* Work to be completed
Copy each of the entries below line by line, without changing a single character.

* Material provided
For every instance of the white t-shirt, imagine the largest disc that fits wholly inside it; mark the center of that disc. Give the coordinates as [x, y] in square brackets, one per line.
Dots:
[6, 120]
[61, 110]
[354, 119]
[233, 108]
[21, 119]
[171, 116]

* Problem solution
For every instance of the white t-shirt, imagine the largest disc that fits wholly inside it; mark the center of that disc. Give the coordinates as [x, y] in square brackets, one per line.
Dots:
[6, 120]
[61, 110]
[354, 119]
[233, 108]
[21, 119]
[171, 116]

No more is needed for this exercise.